* Work instructions
Could you recast the lines running from the one containing "outline cypress tree" through the end of the records as a JSON list of strings, one string per line, leaving out any blank lines?

-- Record set start --

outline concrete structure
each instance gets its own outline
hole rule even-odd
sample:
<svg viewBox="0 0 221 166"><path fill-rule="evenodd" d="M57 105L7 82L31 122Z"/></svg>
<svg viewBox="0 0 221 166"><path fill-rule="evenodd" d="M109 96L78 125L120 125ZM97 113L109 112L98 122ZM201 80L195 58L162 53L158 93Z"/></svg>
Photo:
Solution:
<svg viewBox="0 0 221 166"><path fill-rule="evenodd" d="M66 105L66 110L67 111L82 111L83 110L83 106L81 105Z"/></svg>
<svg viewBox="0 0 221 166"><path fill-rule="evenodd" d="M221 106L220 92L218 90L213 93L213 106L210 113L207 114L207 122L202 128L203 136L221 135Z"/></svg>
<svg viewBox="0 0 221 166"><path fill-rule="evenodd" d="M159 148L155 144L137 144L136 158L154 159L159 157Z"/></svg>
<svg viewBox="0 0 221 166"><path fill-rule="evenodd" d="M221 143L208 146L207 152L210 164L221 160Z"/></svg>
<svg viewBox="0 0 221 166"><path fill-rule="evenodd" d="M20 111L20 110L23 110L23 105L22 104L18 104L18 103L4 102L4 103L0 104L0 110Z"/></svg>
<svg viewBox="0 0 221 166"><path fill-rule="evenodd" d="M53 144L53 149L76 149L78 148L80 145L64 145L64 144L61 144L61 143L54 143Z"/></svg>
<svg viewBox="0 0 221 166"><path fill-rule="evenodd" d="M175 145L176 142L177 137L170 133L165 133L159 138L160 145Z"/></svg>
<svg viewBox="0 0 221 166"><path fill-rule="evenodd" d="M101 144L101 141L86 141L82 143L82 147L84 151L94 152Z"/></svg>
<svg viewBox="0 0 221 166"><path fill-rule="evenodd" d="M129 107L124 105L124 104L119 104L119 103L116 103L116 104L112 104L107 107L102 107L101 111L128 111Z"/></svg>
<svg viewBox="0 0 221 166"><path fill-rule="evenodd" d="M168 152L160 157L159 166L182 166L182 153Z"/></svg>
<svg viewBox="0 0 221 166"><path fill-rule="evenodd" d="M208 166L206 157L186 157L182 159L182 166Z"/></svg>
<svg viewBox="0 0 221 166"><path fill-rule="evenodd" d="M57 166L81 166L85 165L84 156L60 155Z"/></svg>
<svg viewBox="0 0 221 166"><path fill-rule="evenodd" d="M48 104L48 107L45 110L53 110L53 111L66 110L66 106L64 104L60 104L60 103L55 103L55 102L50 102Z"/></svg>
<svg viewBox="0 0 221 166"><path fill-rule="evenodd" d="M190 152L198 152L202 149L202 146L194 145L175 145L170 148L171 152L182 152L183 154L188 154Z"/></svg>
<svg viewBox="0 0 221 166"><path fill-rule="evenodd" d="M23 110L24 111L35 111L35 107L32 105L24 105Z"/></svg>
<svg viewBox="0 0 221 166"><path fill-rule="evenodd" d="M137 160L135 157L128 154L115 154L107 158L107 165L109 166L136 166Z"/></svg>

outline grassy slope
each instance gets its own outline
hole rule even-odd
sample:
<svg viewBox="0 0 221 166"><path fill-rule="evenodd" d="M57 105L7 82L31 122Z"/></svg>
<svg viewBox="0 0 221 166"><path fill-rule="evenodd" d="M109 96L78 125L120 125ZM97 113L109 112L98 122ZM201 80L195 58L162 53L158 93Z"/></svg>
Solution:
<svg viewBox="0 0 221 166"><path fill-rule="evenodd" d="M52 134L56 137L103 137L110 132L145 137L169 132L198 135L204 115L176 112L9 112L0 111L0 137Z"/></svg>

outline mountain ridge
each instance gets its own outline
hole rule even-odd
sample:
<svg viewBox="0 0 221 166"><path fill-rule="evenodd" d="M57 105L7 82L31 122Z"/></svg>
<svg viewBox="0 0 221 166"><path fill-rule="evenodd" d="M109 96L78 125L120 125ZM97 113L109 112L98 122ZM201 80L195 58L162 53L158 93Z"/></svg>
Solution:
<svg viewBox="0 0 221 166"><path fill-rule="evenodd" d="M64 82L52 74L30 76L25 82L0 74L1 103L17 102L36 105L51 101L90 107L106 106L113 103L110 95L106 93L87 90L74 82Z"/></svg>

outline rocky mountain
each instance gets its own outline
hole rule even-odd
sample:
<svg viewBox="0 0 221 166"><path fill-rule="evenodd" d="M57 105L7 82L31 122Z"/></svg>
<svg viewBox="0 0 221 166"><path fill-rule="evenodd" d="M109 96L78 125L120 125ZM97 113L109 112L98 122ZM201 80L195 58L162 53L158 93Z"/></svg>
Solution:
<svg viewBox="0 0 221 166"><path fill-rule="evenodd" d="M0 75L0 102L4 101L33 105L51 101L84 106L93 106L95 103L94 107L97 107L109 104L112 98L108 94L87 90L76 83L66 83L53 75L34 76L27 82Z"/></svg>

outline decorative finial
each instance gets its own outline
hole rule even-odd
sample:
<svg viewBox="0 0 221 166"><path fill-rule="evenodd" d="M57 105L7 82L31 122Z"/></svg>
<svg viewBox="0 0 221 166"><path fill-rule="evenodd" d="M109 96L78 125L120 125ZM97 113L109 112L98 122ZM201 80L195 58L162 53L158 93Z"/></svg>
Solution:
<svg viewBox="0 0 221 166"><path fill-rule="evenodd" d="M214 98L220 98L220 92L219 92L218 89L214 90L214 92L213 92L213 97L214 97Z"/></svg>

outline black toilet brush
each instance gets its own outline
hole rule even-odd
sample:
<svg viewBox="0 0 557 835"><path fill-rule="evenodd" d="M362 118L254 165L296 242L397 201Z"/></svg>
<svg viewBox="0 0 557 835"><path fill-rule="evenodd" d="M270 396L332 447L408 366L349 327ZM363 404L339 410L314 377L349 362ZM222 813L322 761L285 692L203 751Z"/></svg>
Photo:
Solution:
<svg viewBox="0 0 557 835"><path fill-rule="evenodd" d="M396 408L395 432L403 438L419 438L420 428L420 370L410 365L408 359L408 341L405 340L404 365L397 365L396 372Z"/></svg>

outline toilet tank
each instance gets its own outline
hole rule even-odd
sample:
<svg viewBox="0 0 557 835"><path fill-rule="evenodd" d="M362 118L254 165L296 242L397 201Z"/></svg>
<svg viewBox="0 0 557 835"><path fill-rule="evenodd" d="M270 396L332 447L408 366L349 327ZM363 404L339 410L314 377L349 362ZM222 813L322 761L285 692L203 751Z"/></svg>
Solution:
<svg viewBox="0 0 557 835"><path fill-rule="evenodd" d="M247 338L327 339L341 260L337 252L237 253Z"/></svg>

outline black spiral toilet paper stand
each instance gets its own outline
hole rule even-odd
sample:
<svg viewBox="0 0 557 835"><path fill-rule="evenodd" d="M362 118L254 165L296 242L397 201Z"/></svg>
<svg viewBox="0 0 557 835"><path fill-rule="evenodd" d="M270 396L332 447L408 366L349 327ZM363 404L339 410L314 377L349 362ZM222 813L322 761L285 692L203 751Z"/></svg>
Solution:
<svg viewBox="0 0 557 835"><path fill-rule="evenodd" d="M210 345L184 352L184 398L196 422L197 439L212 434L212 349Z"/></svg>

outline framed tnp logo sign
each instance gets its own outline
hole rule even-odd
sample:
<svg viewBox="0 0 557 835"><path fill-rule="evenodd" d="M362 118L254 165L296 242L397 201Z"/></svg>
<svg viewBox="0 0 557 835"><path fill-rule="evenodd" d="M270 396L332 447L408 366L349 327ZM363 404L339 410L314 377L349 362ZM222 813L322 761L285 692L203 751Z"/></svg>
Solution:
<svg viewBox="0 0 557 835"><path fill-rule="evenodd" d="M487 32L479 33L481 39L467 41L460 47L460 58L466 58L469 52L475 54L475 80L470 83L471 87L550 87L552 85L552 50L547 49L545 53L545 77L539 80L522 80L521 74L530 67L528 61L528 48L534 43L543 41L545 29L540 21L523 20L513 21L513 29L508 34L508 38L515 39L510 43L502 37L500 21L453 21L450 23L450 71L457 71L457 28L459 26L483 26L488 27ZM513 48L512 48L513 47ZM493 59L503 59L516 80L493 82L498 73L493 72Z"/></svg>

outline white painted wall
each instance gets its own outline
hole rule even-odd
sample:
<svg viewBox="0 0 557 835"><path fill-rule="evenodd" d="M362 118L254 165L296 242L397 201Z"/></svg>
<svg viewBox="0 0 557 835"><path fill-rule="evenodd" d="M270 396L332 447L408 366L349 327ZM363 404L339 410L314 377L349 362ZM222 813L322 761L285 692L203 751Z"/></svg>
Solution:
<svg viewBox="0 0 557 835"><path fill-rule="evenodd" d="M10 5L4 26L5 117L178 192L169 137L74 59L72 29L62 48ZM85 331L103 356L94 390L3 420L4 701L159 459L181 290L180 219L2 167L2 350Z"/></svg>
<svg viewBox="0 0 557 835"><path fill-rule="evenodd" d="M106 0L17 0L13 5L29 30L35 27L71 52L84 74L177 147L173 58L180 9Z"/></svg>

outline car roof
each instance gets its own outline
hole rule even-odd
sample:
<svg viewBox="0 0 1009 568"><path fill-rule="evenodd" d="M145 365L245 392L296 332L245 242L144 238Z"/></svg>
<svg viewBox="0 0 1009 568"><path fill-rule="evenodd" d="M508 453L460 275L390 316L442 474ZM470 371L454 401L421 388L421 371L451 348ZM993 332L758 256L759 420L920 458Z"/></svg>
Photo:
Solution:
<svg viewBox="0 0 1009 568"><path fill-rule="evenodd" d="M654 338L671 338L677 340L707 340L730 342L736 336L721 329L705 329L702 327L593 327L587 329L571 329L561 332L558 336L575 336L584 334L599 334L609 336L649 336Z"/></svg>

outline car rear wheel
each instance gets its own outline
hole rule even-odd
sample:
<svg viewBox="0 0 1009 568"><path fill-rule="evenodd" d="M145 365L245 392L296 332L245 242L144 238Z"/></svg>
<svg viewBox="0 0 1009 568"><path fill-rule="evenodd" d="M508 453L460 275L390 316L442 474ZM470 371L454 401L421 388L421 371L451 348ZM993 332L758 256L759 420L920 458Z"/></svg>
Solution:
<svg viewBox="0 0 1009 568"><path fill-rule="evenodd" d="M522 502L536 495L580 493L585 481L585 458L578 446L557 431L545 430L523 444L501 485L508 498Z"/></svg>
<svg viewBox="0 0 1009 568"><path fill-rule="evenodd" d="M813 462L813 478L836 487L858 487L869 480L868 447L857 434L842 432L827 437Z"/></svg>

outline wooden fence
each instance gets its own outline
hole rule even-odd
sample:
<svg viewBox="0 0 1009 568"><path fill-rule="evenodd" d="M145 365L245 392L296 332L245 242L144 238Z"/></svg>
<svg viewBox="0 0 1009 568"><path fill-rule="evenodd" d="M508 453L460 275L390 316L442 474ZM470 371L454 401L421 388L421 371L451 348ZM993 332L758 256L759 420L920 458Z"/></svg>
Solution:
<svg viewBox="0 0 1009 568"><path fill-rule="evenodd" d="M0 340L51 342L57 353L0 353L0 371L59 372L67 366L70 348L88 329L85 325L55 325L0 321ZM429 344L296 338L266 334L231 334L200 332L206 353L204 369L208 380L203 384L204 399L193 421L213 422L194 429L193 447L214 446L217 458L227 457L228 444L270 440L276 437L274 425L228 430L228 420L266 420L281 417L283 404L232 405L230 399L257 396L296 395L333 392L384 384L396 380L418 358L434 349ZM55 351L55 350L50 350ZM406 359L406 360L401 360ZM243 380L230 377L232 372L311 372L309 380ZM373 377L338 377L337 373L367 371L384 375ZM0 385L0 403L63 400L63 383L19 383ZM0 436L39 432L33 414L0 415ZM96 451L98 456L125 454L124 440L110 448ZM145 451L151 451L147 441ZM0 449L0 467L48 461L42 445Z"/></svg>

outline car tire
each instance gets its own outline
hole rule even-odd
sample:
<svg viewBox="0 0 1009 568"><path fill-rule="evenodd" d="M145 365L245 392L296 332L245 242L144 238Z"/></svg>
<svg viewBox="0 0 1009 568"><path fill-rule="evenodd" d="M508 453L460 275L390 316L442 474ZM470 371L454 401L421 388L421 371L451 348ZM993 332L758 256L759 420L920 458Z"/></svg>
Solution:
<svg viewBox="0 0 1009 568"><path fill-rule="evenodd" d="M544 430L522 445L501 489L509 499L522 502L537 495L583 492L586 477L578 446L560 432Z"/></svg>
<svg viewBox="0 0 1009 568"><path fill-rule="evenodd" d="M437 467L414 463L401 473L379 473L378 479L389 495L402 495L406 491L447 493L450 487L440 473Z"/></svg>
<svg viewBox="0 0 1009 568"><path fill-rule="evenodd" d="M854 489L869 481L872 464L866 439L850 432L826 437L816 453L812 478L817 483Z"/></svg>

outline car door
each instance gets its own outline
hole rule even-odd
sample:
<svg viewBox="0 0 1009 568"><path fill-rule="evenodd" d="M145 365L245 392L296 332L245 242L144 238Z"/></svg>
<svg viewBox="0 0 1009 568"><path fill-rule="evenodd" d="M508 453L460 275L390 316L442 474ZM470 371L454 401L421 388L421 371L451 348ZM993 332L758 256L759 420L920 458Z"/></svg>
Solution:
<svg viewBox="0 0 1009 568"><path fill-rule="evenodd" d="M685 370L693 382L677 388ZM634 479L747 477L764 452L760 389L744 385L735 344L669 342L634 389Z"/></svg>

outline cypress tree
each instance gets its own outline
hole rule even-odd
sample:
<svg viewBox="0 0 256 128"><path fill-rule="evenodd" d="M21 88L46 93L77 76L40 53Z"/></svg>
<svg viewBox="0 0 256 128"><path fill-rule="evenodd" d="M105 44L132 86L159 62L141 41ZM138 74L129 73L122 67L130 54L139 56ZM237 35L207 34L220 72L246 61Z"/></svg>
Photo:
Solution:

-- Record set end --

* Written solution
[
  "outline cypress tree",
  "each instance gets its own outline",
  "hole rule even-odd",
  "sample:",
  "<svg viewBox=\"0 0 256 128\"><path fill-rule=\"evenodd\" d=\"M21 88L46 93L77 76L40 53Z\"/></svg>",
  "<svg viewBox=\"0 0 256 128\"><path fill-rule=\"evenodd\" d=\"M105 44L132 86L159 62L141 41ZM138 74L129 73L122 67L130 54L139 56ZM237 35L207 34L220 72L246 61Z\"/></svg>",
  "Photo:",
  "Solution:"
]